◆ **Source passage**:
== == ==
This article was published:

William Wright Virtue (1863-1926), engineer and Christian Scientist, was born on 27 March 1863 at Glasgow, Scotland, second of four children of George Wright Virtue, iron moulder, and his wife Hannah Roy, née Graham. Only William and one sister survived childhood. Studying chemistry at the Glasgow Mechanics Institution in 1875-78, William won medals in first and second year, and topped the class every year. A mechanical engineer and resident of Springburn, north Glasgow, on 23 June 1886 he married Harriet McDougal at Mount Florida, east of Glasgow, according to the forms of the New Jerusalem (Swedenborgian) Church. Their son was born in Scotland in 1888. Doubtless due to family associations with the mining entrepreneur and Swedenborgian John Moffat, the Virtues migrated to Queensland, where a daughter was born in 1890. Next year they moved to Burwood, Sydney; another daughter was born there in September 1891.

The move was the making of Virtue. Moffat had become interested in shearing machines, and Virtue's engineering skills enabled their joint registration of several patents for improvements in 1891-94. By 1893 Virtue was Sydney co-director and manager of the Moffat-Virtue Sheep Shearing Machine Co. From 1908, following a capital-raising and diversification restructure by Moffat, Virtue was general manager of Moffat-Virtue Ltd and the Federal Sheep Shearing Co., Sydney, where he earned the respect of staff. In 1911 all the entrants in the first sheep-shearing competition at the Sydney Royal Show chose the company's machines. By 1914 'Moffat-Virtue' was a household name in rural Australia.
== == ==
◆ **Data shown**:
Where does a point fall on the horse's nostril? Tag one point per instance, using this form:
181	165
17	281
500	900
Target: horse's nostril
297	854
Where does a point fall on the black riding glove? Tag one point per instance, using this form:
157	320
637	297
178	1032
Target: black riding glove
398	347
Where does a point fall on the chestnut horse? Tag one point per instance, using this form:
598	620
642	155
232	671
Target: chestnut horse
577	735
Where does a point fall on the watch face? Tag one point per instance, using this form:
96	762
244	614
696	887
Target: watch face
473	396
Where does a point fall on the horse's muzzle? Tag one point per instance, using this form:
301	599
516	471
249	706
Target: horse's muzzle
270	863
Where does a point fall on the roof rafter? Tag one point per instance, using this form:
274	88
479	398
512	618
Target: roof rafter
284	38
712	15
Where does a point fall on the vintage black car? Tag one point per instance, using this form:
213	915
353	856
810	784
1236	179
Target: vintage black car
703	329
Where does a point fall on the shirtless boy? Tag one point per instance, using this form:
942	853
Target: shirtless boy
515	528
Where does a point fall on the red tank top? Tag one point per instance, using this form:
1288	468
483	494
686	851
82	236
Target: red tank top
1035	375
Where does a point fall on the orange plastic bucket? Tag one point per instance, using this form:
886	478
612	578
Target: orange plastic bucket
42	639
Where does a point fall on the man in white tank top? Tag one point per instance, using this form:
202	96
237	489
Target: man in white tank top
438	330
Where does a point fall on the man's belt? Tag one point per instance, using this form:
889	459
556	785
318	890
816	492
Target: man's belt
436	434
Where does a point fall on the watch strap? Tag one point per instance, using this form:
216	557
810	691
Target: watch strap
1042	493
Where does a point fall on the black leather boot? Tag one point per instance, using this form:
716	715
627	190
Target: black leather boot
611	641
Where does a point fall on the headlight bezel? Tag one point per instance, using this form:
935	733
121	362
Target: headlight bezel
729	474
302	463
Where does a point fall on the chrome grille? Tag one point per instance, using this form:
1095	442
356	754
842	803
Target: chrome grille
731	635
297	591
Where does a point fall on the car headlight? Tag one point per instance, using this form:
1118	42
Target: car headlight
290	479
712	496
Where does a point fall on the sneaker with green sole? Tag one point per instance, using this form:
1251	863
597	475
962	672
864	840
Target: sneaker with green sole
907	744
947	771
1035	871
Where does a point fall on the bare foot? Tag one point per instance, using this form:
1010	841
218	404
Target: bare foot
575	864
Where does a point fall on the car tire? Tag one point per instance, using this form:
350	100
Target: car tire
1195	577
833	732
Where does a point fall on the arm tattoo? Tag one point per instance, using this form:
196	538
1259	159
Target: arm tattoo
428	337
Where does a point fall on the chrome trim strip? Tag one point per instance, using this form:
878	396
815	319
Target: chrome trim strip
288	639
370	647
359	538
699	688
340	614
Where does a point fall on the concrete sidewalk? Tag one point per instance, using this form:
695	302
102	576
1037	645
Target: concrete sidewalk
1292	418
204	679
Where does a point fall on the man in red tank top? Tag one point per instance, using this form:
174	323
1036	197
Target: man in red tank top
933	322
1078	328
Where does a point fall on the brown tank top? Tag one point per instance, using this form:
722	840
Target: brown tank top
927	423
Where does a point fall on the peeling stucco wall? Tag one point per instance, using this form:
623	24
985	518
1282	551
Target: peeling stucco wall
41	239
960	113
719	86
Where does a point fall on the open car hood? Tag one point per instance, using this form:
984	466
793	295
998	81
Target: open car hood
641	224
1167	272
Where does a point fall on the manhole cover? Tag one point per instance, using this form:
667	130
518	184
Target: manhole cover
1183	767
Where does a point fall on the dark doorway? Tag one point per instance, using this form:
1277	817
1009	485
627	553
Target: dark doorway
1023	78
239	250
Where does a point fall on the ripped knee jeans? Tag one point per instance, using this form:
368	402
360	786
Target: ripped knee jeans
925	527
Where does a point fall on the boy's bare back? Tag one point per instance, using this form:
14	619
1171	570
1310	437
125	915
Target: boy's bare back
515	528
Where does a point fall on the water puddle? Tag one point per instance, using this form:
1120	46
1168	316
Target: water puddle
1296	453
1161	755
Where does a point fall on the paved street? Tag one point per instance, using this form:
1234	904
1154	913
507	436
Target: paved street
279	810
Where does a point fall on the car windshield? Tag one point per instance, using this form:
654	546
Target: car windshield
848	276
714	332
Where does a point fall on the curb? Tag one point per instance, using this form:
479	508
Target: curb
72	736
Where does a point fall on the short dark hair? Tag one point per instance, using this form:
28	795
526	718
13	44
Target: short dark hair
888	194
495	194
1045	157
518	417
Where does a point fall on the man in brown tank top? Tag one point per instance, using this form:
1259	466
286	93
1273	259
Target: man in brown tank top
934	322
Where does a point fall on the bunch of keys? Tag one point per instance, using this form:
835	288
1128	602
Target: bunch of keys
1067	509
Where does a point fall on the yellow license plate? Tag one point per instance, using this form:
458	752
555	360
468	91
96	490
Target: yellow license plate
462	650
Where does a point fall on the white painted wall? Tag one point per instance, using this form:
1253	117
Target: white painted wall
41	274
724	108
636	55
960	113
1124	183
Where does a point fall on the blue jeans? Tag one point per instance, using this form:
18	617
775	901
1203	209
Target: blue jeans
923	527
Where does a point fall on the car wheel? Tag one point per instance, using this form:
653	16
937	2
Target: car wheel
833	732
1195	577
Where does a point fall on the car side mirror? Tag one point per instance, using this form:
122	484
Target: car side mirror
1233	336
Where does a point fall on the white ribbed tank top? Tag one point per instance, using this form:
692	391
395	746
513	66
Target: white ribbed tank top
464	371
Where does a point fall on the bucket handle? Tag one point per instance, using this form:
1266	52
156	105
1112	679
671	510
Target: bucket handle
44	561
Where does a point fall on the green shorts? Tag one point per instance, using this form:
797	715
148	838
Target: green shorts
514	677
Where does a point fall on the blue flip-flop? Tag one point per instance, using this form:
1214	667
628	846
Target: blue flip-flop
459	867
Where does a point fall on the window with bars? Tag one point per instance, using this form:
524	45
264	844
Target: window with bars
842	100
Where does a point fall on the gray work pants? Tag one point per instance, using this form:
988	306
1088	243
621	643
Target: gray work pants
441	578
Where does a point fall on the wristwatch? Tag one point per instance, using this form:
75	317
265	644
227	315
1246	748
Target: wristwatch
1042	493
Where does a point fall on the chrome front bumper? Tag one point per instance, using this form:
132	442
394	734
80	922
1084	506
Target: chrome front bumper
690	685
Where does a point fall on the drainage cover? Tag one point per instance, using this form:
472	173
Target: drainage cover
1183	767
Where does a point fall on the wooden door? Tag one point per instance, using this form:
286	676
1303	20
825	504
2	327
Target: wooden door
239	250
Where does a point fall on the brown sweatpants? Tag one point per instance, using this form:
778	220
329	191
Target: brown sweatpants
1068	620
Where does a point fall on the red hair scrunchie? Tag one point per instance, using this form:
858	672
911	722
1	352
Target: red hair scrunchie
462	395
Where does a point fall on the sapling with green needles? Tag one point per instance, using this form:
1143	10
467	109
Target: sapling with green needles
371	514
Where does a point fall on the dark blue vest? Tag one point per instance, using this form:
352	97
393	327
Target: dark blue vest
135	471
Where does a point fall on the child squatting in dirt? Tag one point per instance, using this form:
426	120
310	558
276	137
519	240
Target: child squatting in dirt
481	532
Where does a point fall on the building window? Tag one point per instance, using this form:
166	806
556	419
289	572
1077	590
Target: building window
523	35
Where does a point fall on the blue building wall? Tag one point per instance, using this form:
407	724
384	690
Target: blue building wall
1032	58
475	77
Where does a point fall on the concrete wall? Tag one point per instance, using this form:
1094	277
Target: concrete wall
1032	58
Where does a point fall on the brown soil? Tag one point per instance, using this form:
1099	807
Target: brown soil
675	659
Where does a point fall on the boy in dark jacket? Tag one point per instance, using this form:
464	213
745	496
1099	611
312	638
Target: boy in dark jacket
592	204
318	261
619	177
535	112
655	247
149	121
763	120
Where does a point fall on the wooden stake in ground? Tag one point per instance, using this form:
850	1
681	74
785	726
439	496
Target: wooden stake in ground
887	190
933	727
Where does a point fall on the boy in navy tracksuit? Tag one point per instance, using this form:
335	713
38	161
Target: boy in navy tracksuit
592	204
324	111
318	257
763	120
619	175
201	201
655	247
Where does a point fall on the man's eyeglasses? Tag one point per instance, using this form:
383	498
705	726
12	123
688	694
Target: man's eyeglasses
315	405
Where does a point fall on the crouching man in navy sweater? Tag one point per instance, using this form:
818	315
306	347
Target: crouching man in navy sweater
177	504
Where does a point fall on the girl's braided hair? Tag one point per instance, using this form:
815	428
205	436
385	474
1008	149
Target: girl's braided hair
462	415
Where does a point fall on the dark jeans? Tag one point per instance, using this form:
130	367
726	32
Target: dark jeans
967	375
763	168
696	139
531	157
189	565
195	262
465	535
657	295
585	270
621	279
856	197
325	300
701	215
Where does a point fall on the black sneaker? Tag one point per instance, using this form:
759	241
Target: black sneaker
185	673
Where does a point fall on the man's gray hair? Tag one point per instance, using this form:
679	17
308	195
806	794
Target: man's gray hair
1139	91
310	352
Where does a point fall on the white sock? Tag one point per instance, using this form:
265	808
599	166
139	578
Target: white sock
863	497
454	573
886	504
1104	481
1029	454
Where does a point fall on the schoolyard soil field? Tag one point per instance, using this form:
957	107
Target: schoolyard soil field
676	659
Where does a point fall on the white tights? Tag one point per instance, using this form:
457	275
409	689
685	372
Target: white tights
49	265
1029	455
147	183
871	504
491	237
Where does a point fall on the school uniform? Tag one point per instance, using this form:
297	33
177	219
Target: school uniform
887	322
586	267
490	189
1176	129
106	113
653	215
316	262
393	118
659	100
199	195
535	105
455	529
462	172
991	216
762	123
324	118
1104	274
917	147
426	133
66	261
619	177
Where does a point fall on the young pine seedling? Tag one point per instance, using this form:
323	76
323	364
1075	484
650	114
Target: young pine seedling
== == ==
◆ **Set problem A**: Edit the William Wright Virtue biography passage that starts at "The move was" and ends after "in rural Australia.", replacing "general manager" with "managing director".
◆ **Set problem B**:
Answer these questions using the William Wright Virtue biography, one answer per line:
(i) Where did Virtue study chemistry, and in which years?
(ii) Whom did he marry, and on what date?
(iii) In what year did all the entrants in the first sheep-shearing competition at the Sydney Royal Show choose the company's machines?

◆ **Complete output A**:
The move was the making of Virtue. Moffat had become interested in shearing machines, and Virtue's engineering skills enabled their joint registration of several patents for improvements in 1891-94. By 1893 Virtue was Sydney co-director and manager of the Moffat-Virtue Sheep Shearing Machine Co. From 1908, following a capital-raising and diversification restructure by Moffat, Virtue was managing director of Moffat-Virtue Ltd and the Federal Sheep Shearing Co., Sydney, where he earned the respect of staff. In 1911 all the entrants in the first sheep-shearing competition at the Sydney Royal Show chose the company's machines. By 1914 'Moffat-Virtue' was a household name in rural Australia.

◆ **Complete output B**:
(i) At the Glasgow Mechanics Institution, in 1875-78.
(ii) Harriet McDougal, on 23 June 1886.
(iii) 1911.